En Amérique, au contraire, chaque école a ses pulsations propres : toutes les grandes questions qui touchent à son patrimoine scientifique et classique sont en discussion permanente dans les livres, dans les revues, les journaux, et surtout dans les assemblées et congrès auxquels s’associe et s’intéresse le peuple. Les innovations qui surgissent sont notées, essayées, exécutées ; le public — qui est cordialement accueilli dans les classes, les laboratoires, — se préoccupe de leur réalisation et s’en déclare satisfait. Sous sa poussée, la vie sociale et économique s’est prolongée jusque dans le domaine scolaire et elle donne aux études de la fraîcheur et une allure rationnelle et vraie. Dans tout l’enseignement, l’idée et sa réalisation par l’action sont associées indissolublement ; par l’éducation agissante, la volonté des enfants et des adolescents prend possession d’elle-même.

* * * * * * *

## [Objectif visé]
Poursuivez le passage sur l'enseignement en Amérique à la suite de sa dernière phrase.

## [Données fournies]

* * * * * * *

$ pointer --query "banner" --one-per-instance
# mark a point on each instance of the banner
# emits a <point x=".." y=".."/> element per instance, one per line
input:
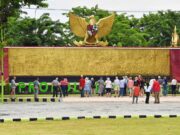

* * * * * * *

## [Résultat obtenu]
L’Américain a aussi la conviction que l’avenir de son pays est entre les mains de la femme qui transmet intégralement l’éducation reçue aux générations qui suivent. Alors que les pays européens ne lui font qu’une part infime dans la vie intellectuelle, par une éducation factice dans les pensionnats ou par une instruction restreinte dans les écoles moyennes, rares et relativement peu fréquentées, toutes les institutions d’enseignement secondaire américaines sont bondées de jeunes filles pauvres et riches, qui viennent s’y former, intellectuellement par les études littéraires et scientifiques, et professionnellement en vue de leur rôle familial et social, par des travaux de cuisine, d’économie et d’arts domestiques. Les cuisines et ateliers de confection, annexés à ces écoles, sont de vrais laboratoires, où la future épouse acquiert, par une pratique méthodique, les aptitudes et le savoir nécessaires, pour s’assurer une existence indépendante et pour soutenir et accentuer la vigueur physique et morale de la nation.

Ainsi que dans les vieilles races, nos sentiments nous portent tout naturellement vers un altruisme qui s’exalte dans des œuvres de grande philanthropie telles que la mutualité et l’assistance sociale par la bienfaisance. Ces œuvres sont palliatives et lénifiantes, mais elles inclinent naturellement à ménager l’effort des masses en vue de leur propre relèvement.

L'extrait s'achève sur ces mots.